(Stored data entries)
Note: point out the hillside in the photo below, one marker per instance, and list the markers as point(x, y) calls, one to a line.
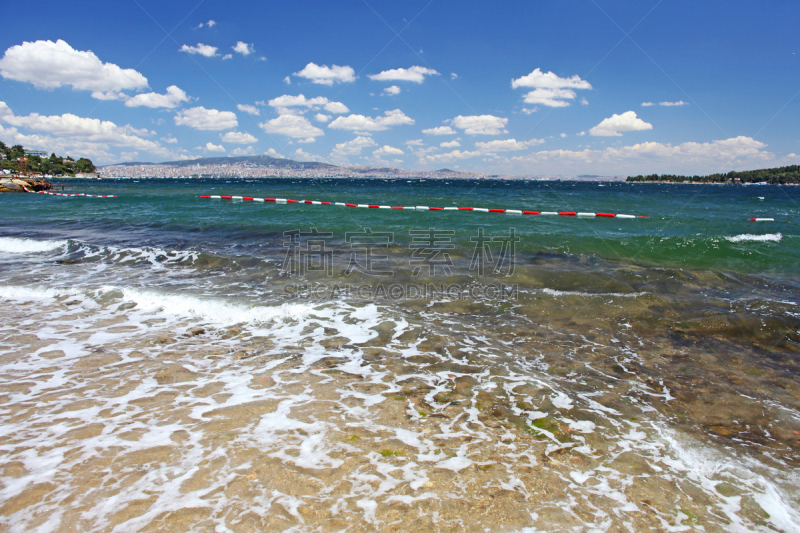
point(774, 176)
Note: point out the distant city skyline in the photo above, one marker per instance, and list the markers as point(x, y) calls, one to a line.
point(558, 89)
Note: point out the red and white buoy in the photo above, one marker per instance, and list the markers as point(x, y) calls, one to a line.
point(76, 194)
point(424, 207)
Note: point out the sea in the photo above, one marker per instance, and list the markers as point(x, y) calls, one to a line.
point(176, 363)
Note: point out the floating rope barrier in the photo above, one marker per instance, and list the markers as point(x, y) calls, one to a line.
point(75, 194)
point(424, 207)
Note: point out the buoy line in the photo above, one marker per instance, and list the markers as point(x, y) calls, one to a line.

→ **PROBLEM DETAILS**
Could you copy the data above exactly, leaving the pictures out?

→ **OUTPUT**
Note: point out the hillside in the photo below, one marker per instance, and list the markers as point(x, y) calls, one to a line.
point(774, 176)
Note: point out the distant city skyline in the photo above, one marker per instance, and list the markers as point(x, y) calls, one to a line.
point(558, 89)
Note: point out the red and white buoy in the photo above, one marker per instance, and list the markers as point(x, y) calls, one to a line.
point(76, 194)
point(424, 207)
Note: point out the sea in the photo above, one marker per instance, and list the markers as point(x, y) calls, one to a line.
point(176, 363)
Note: point out the floating rope barrier in the photo above, one marker per instance, and list the markers as point(x, y) calls, one to a line.
point(75, 194)
point(424, 207)
Note: point out the buoy line in the photo above, one marker per instance, and list the markers as point(x, y) calls, one to a line.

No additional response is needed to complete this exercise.